START Provided records

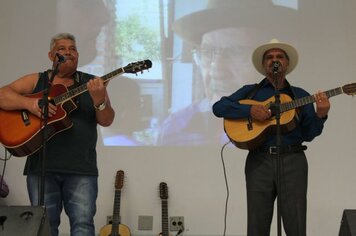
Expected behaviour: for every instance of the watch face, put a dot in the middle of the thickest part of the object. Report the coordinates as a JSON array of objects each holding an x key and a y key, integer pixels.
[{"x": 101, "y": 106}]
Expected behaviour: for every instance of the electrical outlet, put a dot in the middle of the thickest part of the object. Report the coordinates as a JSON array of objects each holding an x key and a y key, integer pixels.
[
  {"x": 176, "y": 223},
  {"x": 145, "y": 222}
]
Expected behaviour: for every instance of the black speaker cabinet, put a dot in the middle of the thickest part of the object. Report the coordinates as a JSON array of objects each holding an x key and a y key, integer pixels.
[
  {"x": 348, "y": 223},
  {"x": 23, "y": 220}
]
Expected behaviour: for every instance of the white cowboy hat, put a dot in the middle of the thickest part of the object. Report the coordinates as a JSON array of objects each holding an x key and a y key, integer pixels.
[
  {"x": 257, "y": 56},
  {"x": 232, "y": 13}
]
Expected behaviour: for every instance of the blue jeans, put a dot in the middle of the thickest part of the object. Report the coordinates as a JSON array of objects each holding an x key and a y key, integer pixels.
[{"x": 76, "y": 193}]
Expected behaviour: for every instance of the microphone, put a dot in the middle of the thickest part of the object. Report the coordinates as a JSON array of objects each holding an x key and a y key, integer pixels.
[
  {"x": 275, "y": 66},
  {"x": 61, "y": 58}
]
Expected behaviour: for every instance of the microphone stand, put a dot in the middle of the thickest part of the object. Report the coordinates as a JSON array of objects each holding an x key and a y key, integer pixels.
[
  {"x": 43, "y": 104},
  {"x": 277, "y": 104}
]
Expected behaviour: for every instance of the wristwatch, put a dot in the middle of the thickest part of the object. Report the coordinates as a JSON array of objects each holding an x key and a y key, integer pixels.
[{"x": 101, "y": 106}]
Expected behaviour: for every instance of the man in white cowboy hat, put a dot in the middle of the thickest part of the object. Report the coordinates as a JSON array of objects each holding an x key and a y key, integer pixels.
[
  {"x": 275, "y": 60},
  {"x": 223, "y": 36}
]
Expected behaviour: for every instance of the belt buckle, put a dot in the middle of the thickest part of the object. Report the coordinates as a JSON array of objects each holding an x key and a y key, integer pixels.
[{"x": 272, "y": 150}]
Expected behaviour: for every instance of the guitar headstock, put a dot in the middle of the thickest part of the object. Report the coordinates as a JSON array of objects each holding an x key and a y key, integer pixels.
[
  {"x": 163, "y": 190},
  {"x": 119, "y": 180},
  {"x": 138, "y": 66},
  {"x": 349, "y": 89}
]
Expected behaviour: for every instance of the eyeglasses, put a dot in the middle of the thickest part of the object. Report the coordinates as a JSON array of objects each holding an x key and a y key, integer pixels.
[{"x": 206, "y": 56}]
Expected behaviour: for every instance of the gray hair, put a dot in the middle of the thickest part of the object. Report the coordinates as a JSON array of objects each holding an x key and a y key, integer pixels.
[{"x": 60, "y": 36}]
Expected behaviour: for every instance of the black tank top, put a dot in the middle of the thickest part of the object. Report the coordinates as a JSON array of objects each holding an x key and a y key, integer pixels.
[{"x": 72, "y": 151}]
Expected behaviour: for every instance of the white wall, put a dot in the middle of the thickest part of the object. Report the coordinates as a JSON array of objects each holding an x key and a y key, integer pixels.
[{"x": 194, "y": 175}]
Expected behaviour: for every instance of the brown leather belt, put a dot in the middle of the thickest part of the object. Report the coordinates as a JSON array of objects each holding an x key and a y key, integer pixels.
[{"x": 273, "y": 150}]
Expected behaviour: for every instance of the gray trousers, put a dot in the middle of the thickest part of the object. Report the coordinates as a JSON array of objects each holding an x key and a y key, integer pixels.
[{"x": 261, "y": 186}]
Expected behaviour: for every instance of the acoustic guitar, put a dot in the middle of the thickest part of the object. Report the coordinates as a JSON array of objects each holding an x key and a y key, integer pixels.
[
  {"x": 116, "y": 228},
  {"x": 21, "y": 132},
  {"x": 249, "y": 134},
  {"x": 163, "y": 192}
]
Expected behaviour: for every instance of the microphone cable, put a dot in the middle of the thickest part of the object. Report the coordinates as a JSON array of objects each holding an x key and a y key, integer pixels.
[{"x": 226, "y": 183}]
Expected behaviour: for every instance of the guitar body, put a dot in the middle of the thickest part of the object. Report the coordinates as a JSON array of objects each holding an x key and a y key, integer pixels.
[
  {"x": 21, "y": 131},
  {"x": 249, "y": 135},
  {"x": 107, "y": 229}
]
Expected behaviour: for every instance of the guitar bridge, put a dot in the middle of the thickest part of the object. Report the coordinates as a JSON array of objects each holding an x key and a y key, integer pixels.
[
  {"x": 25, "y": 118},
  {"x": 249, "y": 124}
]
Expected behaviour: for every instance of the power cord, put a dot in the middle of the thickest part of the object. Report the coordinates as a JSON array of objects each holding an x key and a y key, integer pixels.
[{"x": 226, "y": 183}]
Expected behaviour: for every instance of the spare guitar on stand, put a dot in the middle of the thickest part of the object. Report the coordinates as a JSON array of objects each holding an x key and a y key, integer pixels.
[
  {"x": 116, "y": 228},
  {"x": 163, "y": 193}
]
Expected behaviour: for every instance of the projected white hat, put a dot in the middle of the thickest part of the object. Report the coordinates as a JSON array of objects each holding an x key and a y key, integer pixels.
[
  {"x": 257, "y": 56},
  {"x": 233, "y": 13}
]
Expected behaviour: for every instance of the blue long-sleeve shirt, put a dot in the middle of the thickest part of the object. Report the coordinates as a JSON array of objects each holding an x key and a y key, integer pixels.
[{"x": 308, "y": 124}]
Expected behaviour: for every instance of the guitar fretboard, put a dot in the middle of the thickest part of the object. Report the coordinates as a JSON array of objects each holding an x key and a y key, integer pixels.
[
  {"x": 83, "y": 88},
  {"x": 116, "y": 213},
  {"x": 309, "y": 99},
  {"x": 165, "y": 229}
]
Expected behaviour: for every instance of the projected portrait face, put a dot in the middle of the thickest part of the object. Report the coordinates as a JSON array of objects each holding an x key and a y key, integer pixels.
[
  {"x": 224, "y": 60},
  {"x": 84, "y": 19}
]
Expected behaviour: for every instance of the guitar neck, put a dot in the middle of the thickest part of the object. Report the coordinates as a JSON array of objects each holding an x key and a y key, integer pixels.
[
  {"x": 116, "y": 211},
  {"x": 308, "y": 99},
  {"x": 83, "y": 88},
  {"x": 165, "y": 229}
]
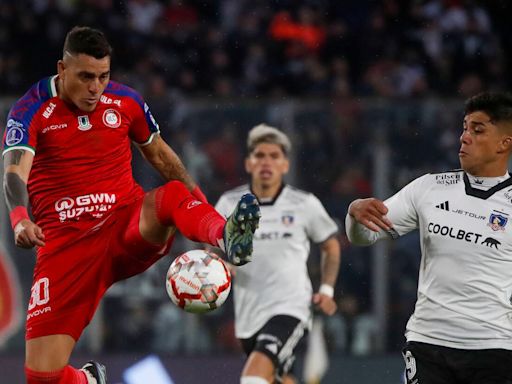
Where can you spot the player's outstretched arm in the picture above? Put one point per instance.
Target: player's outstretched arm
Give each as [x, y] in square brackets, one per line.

END Provided records
START Provided records

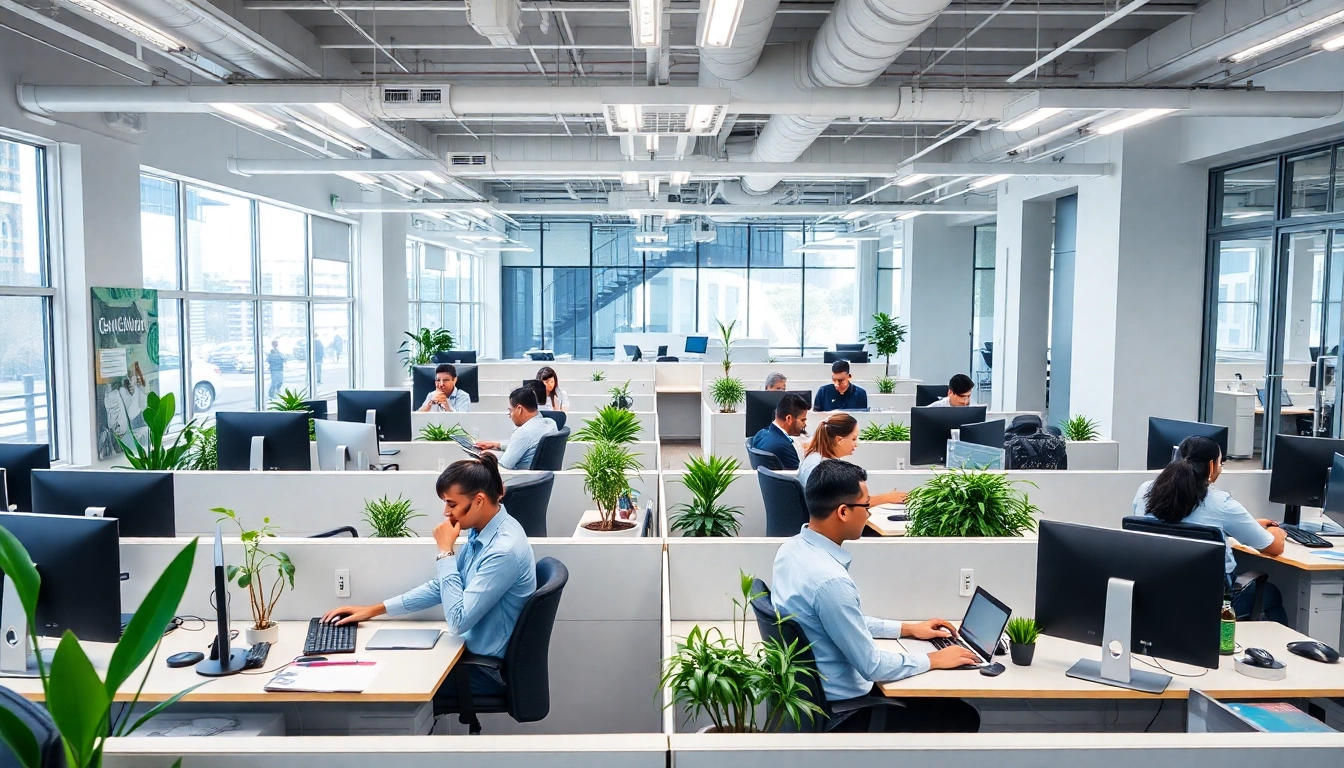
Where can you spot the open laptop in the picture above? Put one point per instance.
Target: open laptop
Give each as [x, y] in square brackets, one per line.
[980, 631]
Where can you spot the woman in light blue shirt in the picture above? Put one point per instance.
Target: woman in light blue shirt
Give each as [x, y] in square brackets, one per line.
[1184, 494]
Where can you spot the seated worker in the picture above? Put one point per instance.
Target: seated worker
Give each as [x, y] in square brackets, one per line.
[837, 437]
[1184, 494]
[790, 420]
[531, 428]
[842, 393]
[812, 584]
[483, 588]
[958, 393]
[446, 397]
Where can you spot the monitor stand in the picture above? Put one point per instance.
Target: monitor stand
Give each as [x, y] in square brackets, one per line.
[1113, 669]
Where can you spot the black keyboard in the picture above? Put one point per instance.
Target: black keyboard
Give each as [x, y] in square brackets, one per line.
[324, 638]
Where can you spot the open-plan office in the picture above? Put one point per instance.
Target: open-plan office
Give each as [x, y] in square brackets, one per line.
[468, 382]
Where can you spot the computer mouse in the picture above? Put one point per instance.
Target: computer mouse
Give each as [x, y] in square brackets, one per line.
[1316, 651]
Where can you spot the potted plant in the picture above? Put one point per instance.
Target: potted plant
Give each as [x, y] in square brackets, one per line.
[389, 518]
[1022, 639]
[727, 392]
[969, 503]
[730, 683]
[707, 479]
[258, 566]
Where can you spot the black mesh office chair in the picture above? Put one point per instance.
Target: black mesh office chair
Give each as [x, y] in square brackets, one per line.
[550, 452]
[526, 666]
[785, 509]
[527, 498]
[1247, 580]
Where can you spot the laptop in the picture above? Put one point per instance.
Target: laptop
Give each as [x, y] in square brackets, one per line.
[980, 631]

END Provided records

-- What this task involves --
Which lines above contain the word "computer"? Copy all of them.

-- Task solution --
Where can you spot the computer mouse in the picture above? Put one point per instance.
Target: computer mouse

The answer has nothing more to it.